ASSIGNMENT —
Please write out every record below exactly as it stands.

RECORDS TO USE —

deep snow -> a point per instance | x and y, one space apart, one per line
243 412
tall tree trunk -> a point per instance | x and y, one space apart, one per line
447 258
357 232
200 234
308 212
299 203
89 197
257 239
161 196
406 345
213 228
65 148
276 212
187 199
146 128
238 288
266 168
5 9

WORKED SOLUTION —
deep snow -> a point per instance | x and y, one space apart, one per line
243 412
tall tree trunk -> a point per instance | x and y, one space apart, one per line
447 258
357 232
200 234
308 212
299 203
89 197
257 239
161 196
406 345
213 228
65 148
276 212
187 199
146 128
238 288
266 168
5 9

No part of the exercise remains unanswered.